Lawyers representing a group of 26 Venezuelan migrant children and adults against the State have been successful in blocking the authorities from being repatriated a second time.
At the conclusion of an emergency hearing which ended around 10 pm yesterday, High Court Judge Avason Quinlan-Williams granted an injunction stopping a second deportation pending the outcome of a substantive lawsuit before her.
Quinlan-Williams also ordered that they be placed in mandatory quarantine for 14 days before being released into the custody of their parents, who are registered migrants here in T&T, and with their parents in the cases of the migrant children whose parents were with them on the journey.
The group is expected to be transported to the migrant detention centre at the Chaguaramas Heliport today to serve their quarantine. They will then be released.
The case comes up for hearing again tomorrow at 7 pm.
The emergency hearing of the case, filed early yesterday morning, was initially scheduled to take place virtually at 7.30 pm but was pushed back as Quinlan-Williams was engaged with a protracted trial.

(Extracted records)
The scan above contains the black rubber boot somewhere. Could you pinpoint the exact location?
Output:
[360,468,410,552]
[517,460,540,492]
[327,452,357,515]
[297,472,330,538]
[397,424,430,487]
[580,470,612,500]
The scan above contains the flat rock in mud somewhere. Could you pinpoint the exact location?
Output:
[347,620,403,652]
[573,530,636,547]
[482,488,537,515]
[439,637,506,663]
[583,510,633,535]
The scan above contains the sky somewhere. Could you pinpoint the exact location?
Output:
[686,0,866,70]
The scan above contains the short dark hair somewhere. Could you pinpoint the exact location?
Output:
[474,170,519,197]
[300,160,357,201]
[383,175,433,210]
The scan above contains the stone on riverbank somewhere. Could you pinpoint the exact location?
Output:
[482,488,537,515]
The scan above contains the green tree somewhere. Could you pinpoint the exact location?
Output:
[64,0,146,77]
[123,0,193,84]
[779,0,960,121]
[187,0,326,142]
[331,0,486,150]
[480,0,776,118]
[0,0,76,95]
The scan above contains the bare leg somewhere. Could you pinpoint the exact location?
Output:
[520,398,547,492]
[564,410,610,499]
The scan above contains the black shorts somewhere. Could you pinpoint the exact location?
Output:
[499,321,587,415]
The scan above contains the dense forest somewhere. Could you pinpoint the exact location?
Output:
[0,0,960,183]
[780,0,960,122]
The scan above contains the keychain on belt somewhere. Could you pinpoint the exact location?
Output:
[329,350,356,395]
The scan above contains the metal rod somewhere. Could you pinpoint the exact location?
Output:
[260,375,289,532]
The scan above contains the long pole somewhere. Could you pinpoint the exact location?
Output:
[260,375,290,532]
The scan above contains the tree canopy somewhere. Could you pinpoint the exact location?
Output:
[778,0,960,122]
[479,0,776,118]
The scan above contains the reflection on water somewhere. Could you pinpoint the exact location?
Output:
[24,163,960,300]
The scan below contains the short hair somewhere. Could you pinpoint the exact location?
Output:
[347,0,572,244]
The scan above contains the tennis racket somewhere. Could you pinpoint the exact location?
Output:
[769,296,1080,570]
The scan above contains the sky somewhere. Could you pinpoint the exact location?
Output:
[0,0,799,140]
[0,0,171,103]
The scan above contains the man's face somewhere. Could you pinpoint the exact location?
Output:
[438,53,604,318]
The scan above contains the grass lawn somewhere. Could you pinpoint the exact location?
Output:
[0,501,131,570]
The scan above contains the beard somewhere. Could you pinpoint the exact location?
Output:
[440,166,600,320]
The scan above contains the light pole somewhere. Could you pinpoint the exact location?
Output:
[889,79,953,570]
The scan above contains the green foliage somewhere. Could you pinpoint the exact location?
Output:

• **Activity A**
Reproduce the portion of the article on the Venezuelan migrants' court injunction between "Lawyers representing a" and "on the journey.", inclusive.
• **Activity B**
According to the article on the Venezuelan migrants' court injunction, where is the group expected to be taken to serve its quarantine?
• **Activity C**
Extend the news article on the Venezuelan migrants' court injunction, writing what comes next after its final sentence.

• **Result A**
Lawyers representing a group of 26 Venezuelan migrant children and adults against the State have been successful in blocking the authorities from being repatriated a second time.
At the conclusion of an emergency hearing which ended around 10 pm yesterday, High Court Judge Avason Quinlan-Williams granted an injunction stopping a second deportation pending the outcome of a substantive lawsuit before her.
Quinlan-Williams also ordered that they be placed in mandatory quarantine for 14 days before being released into the custody of their parents, who are registered migrants here in T&T, and with their parents in the cases of the migrant children whose parents were with them on the journey.

• **Result B**
The migrant detention centre at the Chaguaramas Heliport.

• **Result C**
When the virtual hearing did begin, Quinlan-Williams noted that the case involves minors and began clearing participants who were not directly connected to the case, including the media.
Although Law Association President Douglas Mendes, SC, told Quinlan-Williams that the association had been served with the proceedings and invited to apply to join as an interested party by the migrants’ lawyers, Quinlan-Williams asked him to sign out as she did not share the same view of the association’s proposed role.
In the court filings, obtained by Guardian Media, the migrants’ legal team claimed that the actions of State officials in deporting them on Sunday, breached their constitutional rights to liberty, protection of the law and privacy and family life which are guaranteed to any person within T&T, including illegal migrants. They also alleged that the action breached several international treaties and the National Policy to address Refugees and Asylum, which was created in 2014 and was not abolished.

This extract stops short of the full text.